YOUR OBJECTIVE: Reproduce all of the records below, replacing every "Point out" with "Mark" and keeping everything else the same.

----- EXTRACTED ENTRIES

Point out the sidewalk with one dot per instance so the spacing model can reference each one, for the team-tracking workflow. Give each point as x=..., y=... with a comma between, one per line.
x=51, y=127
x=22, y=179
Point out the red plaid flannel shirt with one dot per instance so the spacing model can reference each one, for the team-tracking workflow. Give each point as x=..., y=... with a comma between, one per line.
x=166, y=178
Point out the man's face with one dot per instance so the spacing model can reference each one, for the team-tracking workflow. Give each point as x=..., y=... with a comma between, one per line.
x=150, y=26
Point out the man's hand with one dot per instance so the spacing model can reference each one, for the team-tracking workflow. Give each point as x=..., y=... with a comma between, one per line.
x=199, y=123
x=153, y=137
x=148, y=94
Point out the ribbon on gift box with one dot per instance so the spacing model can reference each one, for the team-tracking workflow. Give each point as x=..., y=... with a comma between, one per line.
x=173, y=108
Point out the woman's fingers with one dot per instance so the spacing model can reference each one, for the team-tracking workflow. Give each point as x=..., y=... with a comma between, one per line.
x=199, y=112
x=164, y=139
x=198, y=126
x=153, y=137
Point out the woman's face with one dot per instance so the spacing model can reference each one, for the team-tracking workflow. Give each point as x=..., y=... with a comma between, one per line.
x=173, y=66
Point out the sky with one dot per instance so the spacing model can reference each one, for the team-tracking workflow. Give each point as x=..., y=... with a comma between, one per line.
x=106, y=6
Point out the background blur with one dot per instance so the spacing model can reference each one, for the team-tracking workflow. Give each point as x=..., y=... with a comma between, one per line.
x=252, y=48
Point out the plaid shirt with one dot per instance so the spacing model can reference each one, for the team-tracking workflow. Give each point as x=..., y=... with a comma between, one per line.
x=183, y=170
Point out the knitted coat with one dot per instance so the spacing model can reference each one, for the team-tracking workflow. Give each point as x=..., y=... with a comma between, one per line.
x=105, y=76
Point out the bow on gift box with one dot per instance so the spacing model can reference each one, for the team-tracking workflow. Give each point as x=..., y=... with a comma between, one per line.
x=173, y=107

----------

EXPECTED ANSWER:
Mark the sidewalk with one dot per instance so the spacing model can reference each one, for the team-tracking workflow. Give each point as x=..., y=... with a comma between, one per line.
x=51, y=127
x=22, y=179
Mark the red plaid flannel shirt with one dot per instance so the spacing model can reference each one, for the team-tracking workflow. Give each point as x=..., y=... with a comma between, one per line.
x=166, y=178
Mark the man's face with one dot per instance so the spacing model can reference each one, for the team-tracking workflow. Give each point as x=..., y=... with a comma between, one per line.
x=150, y=26
Mark the man's hand with one dot per instance so the spacing model can reference each one, for the team-tracking workflow. Give each point as x=..., y=... with a comma between, one per line.
x=199, y=123
x=153, y=137
x=148, y=94
Mark the ribbon on gift box with one dot per instance so the spacing model can reference each one, for the team-tracking workflow. Give each point as x=..., y=... with a comma between, one per line.
x=173, y=108
Mark the woman's fingers with one dot per instance so the spacing model can reference each one, for the team-tracking workflow. Give each point as x=..., y=... with a comma between, one per line.
x=199, y=112
x=164, y=139
x=198, y=126
x=153, y=137
Mark the woman's face with one dot per instance so the spacing model can reference each one, for the team-tracking workflow. Give each point as x=..., y=... with a comma between, one per line.
x=173, y=66
Mark the sky with one dot per instance so the spacing model can reference each one, for the team-tracking workflow. Give each point as x=..., y=... with a comma between, one per line.
x=106, y=6
Mark the background blur with one dot per instance so the spacing model can reference each one, for the team-tracking workflow. Give each point as x=..., y=... with a comma between, one per line.
x=252, y=48
Mark the plaid shirt with one dot per instance so the spacing model can reference each one, for the team-tracking workflow. Give each point as x=..., y=... with a comma between, one per line.
x=183, y=170
Mark the knitted coat with one dot per instance so the spacing model can reference each one, for the team-tracking workflow. Give each point as x=..., y=... with a comma between, one per line.
x=105, y=76
Mark the bow on gift box with one dot per instance so the spacing model can reference each one, for the team-tracking workflow. Give each point as x=..., y=... with a comma between, one per line.
x=173, y=107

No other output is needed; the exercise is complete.